Kubernetes Readiness Probe Failed: What to Check First
Last updated on

Kubernetes Readiness Probe Failed: What to Check First


When a readiness probe keeps failing, the pod may be alive but Kubernetes will not send traffic to it. That usually means the problem is not “the pod is dead.” It is that the probe does not match actual startup timing, endpoint behavior, or dependency expectations.

The short version: compare probe behavior with real app behavior. A readiness probe should reflect when the app can safely serve traffic, not just when the process happens to be running.


Quick Answer

If a Kubernetes readiness probe keeps failing, first determine whether the app is actually unhealthy or whether the probe is checking the wrong endpoint, port, protocol, or timing window. In practice, most incidents come from startup taking longer than the probe allows, a stale probe path, dependency checks that are too strict, or thresholds that are tighter than real production latency.

What to Check First

  • does the probe hit the same path, port, and protocol the app really serves?
  • did failures start after a deploy, framework change, or config change?
  • is the container healthy but still marked unready?
  • do logs show startup delay, dependency timeout, or slow warm-up?
  • should this really be a startupProbe problem rather than a readiness problem?

Start with probe behavior versus real app behavior

If the path, timeout, or expected response does not match reality, the pod stays unready even when the process is technically alive.

::::

- Task description
In the readiness probe article above, what does Kubernetes withhold from a pod whose readiness probe keeps failing?

- Supplied information

::::

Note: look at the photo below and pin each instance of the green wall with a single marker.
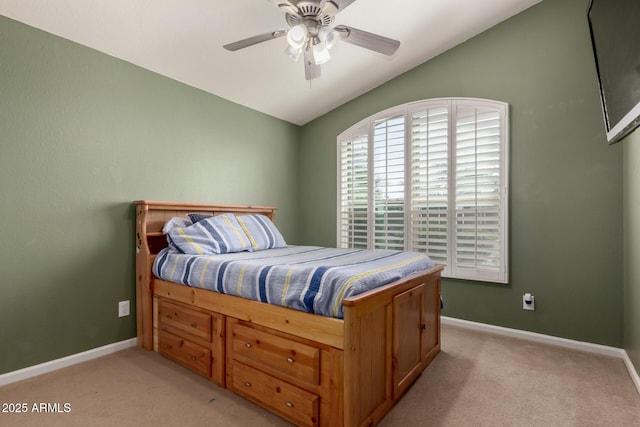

::::

- Answer to the task
Kubernetes will not send traffic to it, even though the pod may be alive.